-- EXCERPTED DATA follows --

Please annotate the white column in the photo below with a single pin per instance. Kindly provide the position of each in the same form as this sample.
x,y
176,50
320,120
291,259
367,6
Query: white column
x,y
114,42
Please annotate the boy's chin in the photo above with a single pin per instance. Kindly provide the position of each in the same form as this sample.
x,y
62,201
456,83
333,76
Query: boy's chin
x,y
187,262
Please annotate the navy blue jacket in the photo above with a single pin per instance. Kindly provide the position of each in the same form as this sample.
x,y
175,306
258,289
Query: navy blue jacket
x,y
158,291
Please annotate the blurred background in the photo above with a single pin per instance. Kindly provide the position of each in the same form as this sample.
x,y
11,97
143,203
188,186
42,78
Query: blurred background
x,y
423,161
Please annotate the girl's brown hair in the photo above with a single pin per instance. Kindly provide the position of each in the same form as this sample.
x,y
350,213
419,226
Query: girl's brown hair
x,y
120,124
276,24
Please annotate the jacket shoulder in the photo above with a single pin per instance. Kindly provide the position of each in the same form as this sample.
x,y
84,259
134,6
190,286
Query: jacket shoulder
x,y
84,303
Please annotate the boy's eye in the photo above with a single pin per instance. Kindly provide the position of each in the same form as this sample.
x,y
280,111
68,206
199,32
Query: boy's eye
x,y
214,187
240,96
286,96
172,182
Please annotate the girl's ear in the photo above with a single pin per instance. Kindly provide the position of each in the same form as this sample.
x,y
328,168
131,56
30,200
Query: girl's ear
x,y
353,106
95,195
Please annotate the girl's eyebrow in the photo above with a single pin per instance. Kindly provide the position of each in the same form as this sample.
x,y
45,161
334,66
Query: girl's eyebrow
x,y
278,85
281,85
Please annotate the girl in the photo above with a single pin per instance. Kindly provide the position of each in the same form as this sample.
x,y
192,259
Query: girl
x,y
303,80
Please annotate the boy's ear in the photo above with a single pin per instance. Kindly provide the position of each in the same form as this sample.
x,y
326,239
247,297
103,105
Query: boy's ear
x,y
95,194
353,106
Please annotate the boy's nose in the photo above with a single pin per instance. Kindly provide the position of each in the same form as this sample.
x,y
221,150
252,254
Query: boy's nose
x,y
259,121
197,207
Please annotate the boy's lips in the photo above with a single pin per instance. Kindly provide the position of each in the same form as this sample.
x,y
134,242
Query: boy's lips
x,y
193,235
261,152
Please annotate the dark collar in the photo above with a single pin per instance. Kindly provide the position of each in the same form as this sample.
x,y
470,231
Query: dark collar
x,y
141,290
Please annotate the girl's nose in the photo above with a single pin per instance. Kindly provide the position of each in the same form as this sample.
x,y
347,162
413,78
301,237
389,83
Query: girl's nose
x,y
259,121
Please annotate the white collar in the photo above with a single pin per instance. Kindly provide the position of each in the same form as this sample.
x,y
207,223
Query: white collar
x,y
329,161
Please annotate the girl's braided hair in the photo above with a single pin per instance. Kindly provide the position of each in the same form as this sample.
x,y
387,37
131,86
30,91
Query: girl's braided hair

-- EXCERPTED DATA concluded --

### TASK DESCRIPTION:
The response must contain every line from the listing above in which the string "braided" appears.

### WRITTEN ANSWER:
Please annotate the girl's braided hair in the photo above with a single pin per instance. Kindly provide the position of each in the same form as this sample.
Query: girl's braided hair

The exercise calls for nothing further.